Excerpts from a location annotation dataset:
——

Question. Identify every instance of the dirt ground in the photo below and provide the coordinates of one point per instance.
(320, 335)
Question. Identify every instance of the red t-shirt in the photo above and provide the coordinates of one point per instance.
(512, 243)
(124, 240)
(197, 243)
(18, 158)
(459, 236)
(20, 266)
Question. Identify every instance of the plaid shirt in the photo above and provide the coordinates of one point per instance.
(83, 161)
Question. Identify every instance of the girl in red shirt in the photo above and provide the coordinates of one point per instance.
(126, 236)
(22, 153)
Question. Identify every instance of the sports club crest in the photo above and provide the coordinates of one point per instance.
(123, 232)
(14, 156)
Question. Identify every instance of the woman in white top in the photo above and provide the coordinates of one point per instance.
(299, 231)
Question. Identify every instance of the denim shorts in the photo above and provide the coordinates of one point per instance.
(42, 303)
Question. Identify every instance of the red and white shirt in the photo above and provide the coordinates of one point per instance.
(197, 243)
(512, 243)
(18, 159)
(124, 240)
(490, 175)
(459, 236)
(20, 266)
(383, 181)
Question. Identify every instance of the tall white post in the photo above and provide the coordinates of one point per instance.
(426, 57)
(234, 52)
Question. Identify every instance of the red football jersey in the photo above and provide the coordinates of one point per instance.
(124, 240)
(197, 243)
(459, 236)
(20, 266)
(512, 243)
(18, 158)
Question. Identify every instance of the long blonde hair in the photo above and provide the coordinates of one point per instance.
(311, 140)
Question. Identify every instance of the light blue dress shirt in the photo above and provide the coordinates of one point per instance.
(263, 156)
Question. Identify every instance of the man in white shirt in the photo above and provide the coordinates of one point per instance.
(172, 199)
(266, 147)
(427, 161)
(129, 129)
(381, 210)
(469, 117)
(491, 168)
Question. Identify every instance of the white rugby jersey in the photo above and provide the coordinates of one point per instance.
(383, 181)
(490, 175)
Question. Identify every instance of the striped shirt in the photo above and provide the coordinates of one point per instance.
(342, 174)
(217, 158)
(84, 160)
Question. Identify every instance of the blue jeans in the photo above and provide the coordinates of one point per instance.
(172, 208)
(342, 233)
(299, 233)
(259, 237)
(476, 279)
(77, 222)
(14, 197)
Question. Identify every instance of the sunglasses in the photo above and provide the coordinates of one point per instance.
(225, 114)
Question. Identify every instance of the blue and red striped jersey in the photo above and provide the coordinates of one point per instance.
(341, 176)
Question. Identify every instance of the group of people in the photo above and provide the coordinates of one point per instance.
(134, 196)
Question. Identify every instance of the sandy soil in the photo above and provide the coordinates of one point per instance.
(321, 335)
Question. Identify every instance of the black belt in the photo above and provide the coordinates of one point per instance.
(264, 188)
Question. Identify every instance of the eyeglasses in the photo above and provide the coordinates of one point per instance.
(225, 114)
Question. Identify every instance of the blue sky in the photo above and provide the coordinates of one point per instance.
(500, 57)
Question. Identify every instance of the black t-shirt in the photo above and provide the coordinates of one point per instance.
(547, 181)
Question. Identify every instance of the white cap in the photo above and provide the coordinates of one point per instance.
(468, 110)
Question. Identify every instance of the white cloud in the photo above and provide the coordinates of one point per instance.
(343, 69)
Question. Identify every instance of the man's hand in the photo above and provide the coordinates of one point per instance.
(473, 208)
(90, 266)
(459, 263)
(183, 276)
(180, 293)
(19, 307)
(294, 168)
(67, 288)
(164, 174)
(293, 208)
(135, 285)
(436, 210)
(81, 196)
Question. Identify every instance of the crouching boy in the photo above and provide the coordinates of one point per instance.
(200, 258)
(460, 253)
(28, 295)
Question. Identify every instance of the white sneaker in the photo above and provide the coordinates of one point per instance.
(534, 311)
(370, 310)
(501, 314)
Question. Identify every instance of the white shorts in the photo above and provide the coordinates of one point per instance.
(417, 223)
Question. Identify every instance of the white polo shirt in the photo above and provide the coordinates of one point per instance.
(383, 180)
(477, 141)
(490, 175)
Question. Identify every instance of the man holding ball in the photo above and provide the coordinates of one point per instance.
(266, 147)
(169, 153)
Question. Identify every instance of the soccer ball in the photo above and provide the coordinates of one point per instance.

——

Quote every one of the records above word for word.

§ **Result**
Question. Identify every instance of the dirt ground in the photo below and provide the coordinates of one point per instance.
(320, 335)
Question. Identify every instance of the red t-shirt in the photo above and provide the coordinates of one point per instance.
(512, 243)
(124, 240)
(197, 243)
(18, 158)
(459, 236)
(20, 266)
Question. Identify every instance of the plaid shirt in the photo above and provide the coordinates of one point per instance.
(83, 161)
Question. Identify every instance of the girl in red shirt in the photo above and provide the coordinates of one point per instance.
(126, 236)
(22, 153)
Question. Identify every instance of the sports club crest in the photo above and provide the coordinates of one point per instance.
(123, 232)
(14, 156)
Question. Identify every instance of the woman in white top in the photo above and provide the coordinates of one point per instance.
(299, 231)
Question. Identify every instance of the denim shorts in the photo above and provide the coordinates of one point per instance.
(42, 303)
Question. Identify every instance of the red and white shirt in the photo above and provide the coordinates of one point per instance.
(197, 243)
(512, 243)
(18, 159)
(124, 240)
(490, 175)
(459, 236)
(20, 266)
(383, 181)
Question. Identify every instance of the tall white post in the photo above and provide the coordinates of one point per instance.
(426, 57)
(234, 52)
Question. Identify every instance of the red football jersey in the photo above and provide the coordinates of one point per instance.
(124, 240)
(197, 243)
(459, 236)
(20, 266)
(512, 243)
(18, 158)
Question. Identify every instance of the long blonde hair in the photo above and provide the coordinates of one point per instance.
(311, 140)
Question. Identify every instance of the light blue dress shirt in the photo above and provide the coordinates of one point per instance.
(263, 156)
Question. Identify every instance of the man in white shirt in the photo above and provide the coordinates of one point per instance.
(172, 199)
(266, 147)
(427, 161)
(129, 129)
(381, 210)
(469, 117)
(491, 168)
Question. Identify every instance of the white rugby jersey in the photo above and provide the coordinates of one point per instance.
(383, 181)
(490, 175)
Question. Identify every instance of the striped shirt in the photo above and provide the coordinates of one point per instance.
(342, 174)
(217, 158)
(84, 160)
Question. Identify every instance of the blue jeans in the photo above and provide the coordinates of one point per instance.
(172, 208)
(342, 233)
(299, 233)
(259, 237)
(476, 279)
(77, 222)
(14, 197)
Question. Identify every instance of the sunglasses in the photo above and provide the coordinates of one point per instance.
(225, 114)
Question. Identify every instance of the blue and red striped jersey in the photo above and provide the coordinates of one point per instance.
(341, 176)
Question. Identify every instance of the group of people in the photo above and provide the coordinates of one point per instance.
(134, 196)
Question. Identify every instance of the sandy soil in the photo above and provide the coordinates of one point per instance.
(321, 335)
Question. Identify every instance of the black belt in the photo above and provide the coordinates of one point per instance.
(264, 188)
Question. Identify every instance of the eyeglasses in the photo above and provide the coordinates of one point per instance.
(225, 114)
Question. Identify every instance of the blue sky in the photo above and provide the coordinates of one point per instance.
(500, 57)
Question. Identify every instance of the black t-shirt in the photo above and provide the coordinates of one point per instance.
(547, 181)
Question. Identify every instance of the white cap in the photo above and provide the coordinates of one point per instance.
(468, 110)
Question. Identify every instance of the white cloud in the photo above and provide the coordinates of one point per instance.
(343, 69)
Question. Identify every instance of the man's hand in the photo above and provide the coordinates of one point per instance.
(473, 208)
(90, 266)
(459, 263)
(183, 276)
(180, 293)
(19, 307)
(294, 168)
(67, 288)
(164, 174)
(293, 208)
(135, 285)
(436, 210)
(81, 196)
Question. Identify every instance of the crouching boy in the photo above and provide the coordinates of one point per instance.
(200, 258)
(460, 253)
(28, 295)
Question. Identify every instance of the white sneaker in the photo above and provide the coordinates of one point per instance.
(534, 311)
(370, 310)
(501, 314)
Question. Identify every instance of the white shorts in the photo above and provide the coordinates of one point per instance.
(417, 223)
Question. Identify every instance of the white polo shirt in the photo above and provide the coordinates of one point per instance.
(383, 180)
(477, 141)
(490, 175)
Question. Identify every instance of the man holding ball in the photo above and provide the coordinates of one point per instance.
(266, 147)
(169, 153)
Question. Identify every instance of the soccer ball in the photo above and provide the coordinates of one point per instance.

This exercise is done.